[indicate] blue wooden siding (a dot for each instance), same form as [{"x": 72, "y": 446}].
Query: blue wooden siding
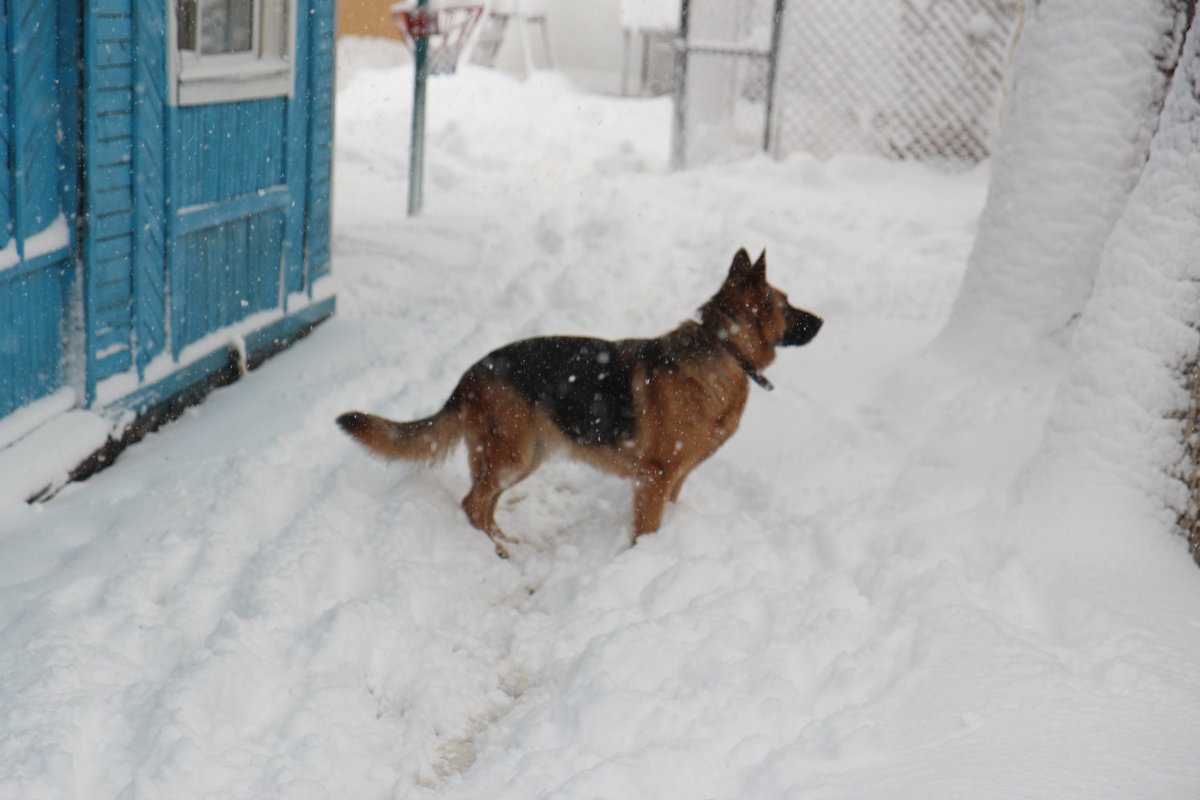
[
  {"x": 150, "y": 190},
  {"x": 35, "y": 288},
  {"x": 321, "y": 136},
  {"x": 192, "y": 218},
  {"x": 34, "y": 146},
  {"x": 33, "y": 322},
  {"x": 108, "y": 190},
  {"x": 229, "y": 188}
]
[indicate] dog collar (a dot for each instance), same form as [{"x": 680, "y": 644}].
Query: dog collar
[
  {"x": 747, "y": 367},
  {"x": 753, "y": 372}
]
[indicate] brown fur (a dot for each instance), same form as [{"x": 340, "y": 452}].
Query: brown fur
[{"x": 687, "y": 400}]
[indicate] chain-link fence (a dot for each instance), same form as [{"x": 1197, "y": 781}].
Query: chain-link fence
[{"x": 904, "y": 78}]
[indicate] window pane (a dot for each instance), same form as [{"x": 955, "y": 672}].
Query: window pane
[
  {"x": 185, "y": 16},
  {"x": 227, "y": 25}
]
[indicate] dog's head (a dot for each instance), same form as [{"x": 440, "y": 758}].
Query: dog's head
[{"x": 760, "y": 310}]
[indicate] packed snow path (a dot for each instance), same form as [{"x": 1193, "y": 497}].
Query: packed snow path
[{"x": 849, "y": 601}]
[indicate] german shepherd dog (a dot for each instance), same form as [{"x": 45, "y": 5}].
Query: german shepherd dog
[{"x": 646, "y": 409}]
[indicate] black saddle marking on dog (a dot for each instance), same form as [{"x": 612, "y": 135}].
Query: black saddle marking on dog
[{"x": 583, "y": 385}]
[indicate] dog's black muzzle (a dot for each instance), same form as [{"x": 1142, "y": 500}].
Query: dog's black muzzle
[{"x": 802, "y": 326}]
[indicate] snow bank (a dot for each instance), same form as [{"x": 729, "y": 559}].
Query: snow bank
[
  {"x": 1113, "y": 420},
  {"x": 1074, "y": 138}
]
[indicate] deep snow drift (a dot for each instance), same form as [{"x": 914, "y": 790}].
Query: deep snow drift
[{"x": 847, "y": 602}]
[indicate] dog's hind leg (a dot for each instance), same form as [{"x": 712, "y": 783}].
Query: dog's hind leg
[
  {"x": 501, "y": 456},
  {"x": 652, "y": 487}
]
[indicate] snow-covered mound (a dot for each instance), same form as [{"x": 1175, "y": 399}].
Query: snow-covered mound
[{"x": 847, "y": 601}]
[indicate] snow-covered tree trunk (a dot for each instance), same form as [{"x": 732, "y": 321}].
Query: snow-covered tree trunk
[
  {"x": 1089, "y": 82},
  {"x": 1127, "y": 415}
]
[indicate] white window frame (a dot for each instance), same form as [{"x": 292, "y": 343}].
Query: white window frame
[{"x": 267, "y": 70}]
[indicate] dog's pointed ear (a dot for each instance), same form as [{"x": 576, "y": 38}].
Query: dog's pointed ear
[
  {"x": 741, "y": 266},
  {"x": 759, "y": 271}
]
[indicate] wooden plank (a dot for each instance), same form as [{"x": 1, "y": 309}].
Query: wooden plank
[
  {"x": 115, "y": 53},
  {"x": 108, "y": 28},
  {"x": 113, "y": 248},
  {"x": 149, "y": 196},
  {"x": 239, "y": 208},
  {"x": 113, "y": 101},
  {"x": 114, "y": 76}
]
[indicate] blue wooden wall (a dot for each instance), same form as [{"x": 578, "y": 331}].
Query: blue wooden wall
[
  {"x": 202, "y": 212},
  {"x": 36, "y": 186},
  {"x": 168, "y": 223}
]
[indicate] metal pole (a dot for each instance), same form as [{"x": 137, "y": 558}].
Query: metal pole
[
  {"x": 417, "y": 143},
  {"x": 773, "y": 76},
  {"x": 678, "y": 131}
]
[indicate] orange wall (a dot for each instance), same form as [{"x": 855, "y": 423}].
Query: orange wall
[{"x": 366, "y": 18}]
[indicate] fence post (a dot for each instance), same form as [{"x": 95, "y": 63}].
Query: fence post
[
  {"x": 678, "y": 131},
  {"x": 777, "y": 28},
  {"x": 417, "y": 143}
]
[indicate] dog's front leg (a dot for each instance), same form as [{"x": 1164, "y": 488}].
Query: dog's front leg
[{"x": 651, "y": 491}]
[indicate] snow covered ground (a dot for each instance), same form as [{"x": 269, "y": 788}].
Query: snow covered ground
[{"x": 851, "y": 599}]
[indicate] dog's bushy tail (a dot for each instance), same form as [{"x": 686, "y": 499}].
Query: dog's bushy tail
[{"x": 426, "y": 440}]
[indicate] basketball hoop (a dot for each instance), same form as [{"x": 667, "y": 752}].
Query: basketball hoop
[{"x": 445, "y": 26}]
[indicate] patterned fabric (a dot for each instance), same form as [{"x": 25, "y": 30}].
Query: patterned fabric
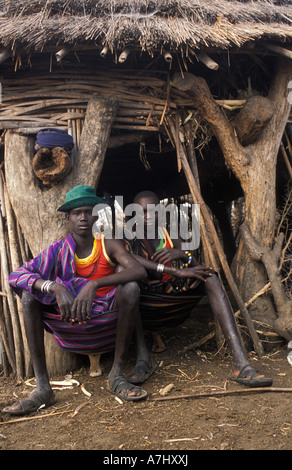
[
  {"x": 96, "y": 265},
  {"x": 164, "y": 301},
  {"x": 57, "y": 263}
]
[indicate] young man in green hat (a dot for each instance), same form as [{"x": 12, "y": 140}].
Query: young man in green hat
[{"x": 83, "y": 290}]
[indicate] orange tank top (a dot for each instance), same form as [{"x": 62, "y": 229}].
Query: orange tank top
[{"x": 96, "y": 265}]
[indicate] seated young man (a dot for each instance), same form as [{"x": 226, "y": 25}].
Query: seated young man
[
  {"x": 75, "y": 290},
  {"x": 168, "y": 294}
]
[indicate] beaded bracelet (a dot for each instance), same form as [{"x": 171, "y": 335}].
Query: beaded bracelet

__Task to complete__: Put every line of the records above into a JSON list of strings, one string per line, with blank lines left out. Leave the pictures out of the list.

__Correct output__:
[
  "[indicate] blue wooden siding (a dot for each instance), same form as [{\"x\": 72, \"y\": 446}].",
  "Query: blue wooden siding",
  "[",
  "  {\"x\": 150, \"y\": 190},",
  "  {\"x\": 35, \"y\": 288},",
  "  {\"x\": 321, \"y\": 136},",
  "  {\"x\": 192, \"y\": 218},",
  "  {\"x\": 34, \"y\": 146},",
  "  {\"x\": 33, \"y\": 322},",
  "  {\"x\": 108, \"y\": 190},",
  "  {\"x\": 229, \"y\": 188}",
  "]",
  "[indicate] dog collar (a dot for each instance), same form as [{\"x\": 680, \"y\": 644}].",
  "Query: dog collar",
  "[",
  "  {\"x\": 747, \"y\": 367},",
  "  {\"x\": 753, \"y\": 372}",
  "]",
  "[indicate] brown fur (a dot for each instance), same form as [{\"x\": 340, \"y\": 452}].",
  "Query: brown fur",
  "[{\"x\": 687, \"y\": 400}]",
  "[indicate] chain-link fence (a dot for each instance), same form as [{\"x\": 1197, \"y\": 781}].",
  "Query: chain-link fence",
  "[{\"x\": 904, \"y\": 78}]",
  "[indicate] window pane (a dot for each instance), same form as [{\"x\": 955, \"y\": 672}].",
  "Query: window pane",
  "[",
  "  {\"x\": 185, \"y\": 16},",
  "  {\"x\": 227, \"y\": 25}",
  "]",
  "[indicate] dog's head (a dot for each instance), same form as [{\"x\": 440, \"y\": 758}].",
  "Query: dog's head",
  "[{\"x\": 760, \"y\": 310}]",
  "[indicate] packed snow path (a dot for each instance), same form as [{\"x\": 1193, \"y\": 497}].",
  "Query: packed snow path",
  "[{\"x\": 849, \"y\": 601}]",
  "[indicate] german shepherd dog (a dot for each instance), same form as [{\"x\": 45, \"y\": 5}].",
  "Query: german shepherd dog",
  "[{\"x\": 646, \"y\": 409}]",
  "[indicate] black saddle marking on dog (a dot for each instance), same form as [{\"x\": 612, \"y\": 135}].",
  "Query: black saddle marking on dog",
  "[{\"x\": 583, \"y\": 385}]",
  "[indicate] dog's black muzzle (a dot for each instance), same form as [{\"x\": 1142, \"y\": 500}].",
  "Query: dog's black muzzle",
  "[{\"x\": 802, \"y\": 326}]",
  "[indicate] snow bank (a dot for each instance), same form as [{\"x\": 729, \"y\": 559}].",
  "Query: snow bank",
  "[",
  "  {\"x\": 1113, \"y\": 420},",
  "  {\"x\": 1074, \"y\": 138}",
  "]",
  "[indicate] deep snow drift (a dot for each instance), same form as [{\"x\": 914, \"y\": 790}].",
  "Query: deep snow drift",
  "[{\"x\": 847, \"y\": 602}]",
  "[indicate] dog's hind leg (a dot for each instance), same form as [{\"x\": 712, \"y\": 783}].",
  "Query: dog's hind leg",
  "[",
  "  {\"x\": 501, \"y\": 456},",
  "  {\"x\": 652, \"y\": 487}",
  "]",
  "[indicate] snow-covered mound (a dot for each instance), same form as [{\"x\": 1175, \"y\": 399}].",
  "Query: snow-covered mound",
  "[{\"x\": 847, \"y\": 601}]",
  "[indicate] snow-covered tree trunk (a dot for each instance), same form as [{\"x\": 732, \"y\": 321}].",
  "Query: snow-covered tree trunk",
  "[",
  "  {\"x\": 1089, \"y\": 82},",
  "  {\"x\": 1127, \"y\": 415}",
  "]",
  "[indicate] white window frame (a dot for each instance), same form as [{\"x\": 292, \"y\": 343}].",
  "Query: white window frame",
  "[{\"x\": 267, \"y\": 70}]",
  "[indicate] dog's pointed ear (a dot for each instance), same form as [{\"x\": 576, \"y\": 38}].",
  "Query: dog's pointed ear",
  "[",
  "  {\"x\": 741, \"y\": 266},",
  "  {\"x\": 759, \"y\": 271}",
  "]",
  "[indicate] wooden plank (a dot for each instance), same form as [{\"x\": 1, \"y\": 309}].",
  "Query: wooden plank",
  "[",
  "  {\"x\": 115, \"y\": 53},",
  "  {\"x\": 108, \"y\": 28},",
  "  {\"x\": 113, \"y\": 248},",
  "  {\"x\": 149, \"y\": 196},",
  "  {\"x\": 239, \"y\": 208},",
  "  {\"x\": 113, \"y\": 101},",
  "  {\"x\": 114, \"y\": 76}",
  "]",
  "[indicate] blue wooden wall (a dot for each instance), same form as [{\"x\": 578, \"y\": 331}].",
  "Query: blue wooden wall",
  "[",
  "  {\"x\": 202, \"y\": 212},",
  "  {\"x\": 36, \"y\": 186},",
  "  {\"x\": 168, \"y\": 223}",
  "]",
  "[indicate] metal pole (a dot for each instance), same form as [{\"x\": 137, \"y\": 558}].",
  "Query: metal pole",
  "[",
  "  {\"x\": 417, \"y\": 143},",
  "  {\"x\": 773, \"y\": 76},",
  "  {\"x\": 678, \"y\": 131}",
  "]",
  "[indicate] orange wall (a dot for each instance), same form as [{\"x\": 855, \"y\": 423}].",
  "Query: orange wall",
  "[{\"x\": 366, \"y\": 18}]",
  "[indicate] fence post (a dot for each instance), same form as [{\"x\": 95, \"y\": 63}].",
  "Query: fence post",
  "[",
  "  {\"x\": 678, \"y\": 131},",
  "  {\"x\": 777, \"y\": 28},",
  "  {\"x\": 417, \"y\": 143}",
  "]",
  "[indicate] dog's front leg (a dot for each instance), same form as [{\"x\": 1164, \"y\": 488}].",
  "Query: dog's front leg",
  "[{\"x\": 651, \"y\": 491}]",
  "[indicate] snow covered ground (a dot for each instance), same form as [{\"x\": 269, \"y\": 788}].",
  "Query: snow covered ground",
  "[{\"x\": 851, \"y\": 599}]",
  "[indicate] dog's bushy tail (a dot for each instance), same form as [{\"x\": 686, \"y\": 499}].",
  "Query: dog's bushy tail",
  "[{\"x\": 426, \"y\": 440}]",
  "[indicate] basketball hoop (a dot for each instance), same form as [{\"x\": 667, \"y\": 752}].",
  "Query: basketball hoop",
  "[{\"x\": 445, \"y\": 26}]",
  "[indicate] patterned fabric (a dot for each instance), same form as [{\"x\": 25, \"y\": 30}].",
  "Query: patterned fabric",
  "[",
  "  {\"x\": 96, \"y\": 265},",
  "  {\"x\": 164, \"y\": 301},",
  "  {\"x\": 57, \"y\": 263}",
  "]",
  "[indicate] young man in green hat (a dot for each instance), same form as [{\"x\": 12, \"y\": 140}].",
  "Query: young man in green hat",
  "[{\"x\": 83, \"y\": 290}]",
  "[indicate] orange tank top (a dot for each instance), same form as [{\"x\": 62, \"y\": 229}].",
  "Query: orange tank top",
  "[{\"x\": 96, \"y\": 265}]",
  "[indicate] seated young man (a dot for each instance), same form as [{\"x\": 226, \"y\": 25}].",
  "Query: seated young man",
  "[",
  "  {\"x\": 75, \"y\": 290},",
  "  {\"x\": 168, \"y\": 294}",
  "]",
  "[indicate] beaded bracelet (a dot for each instance), same form as [{\"x\": 171, \"y\": 335}].",
  "Query: beaded bracelet"
]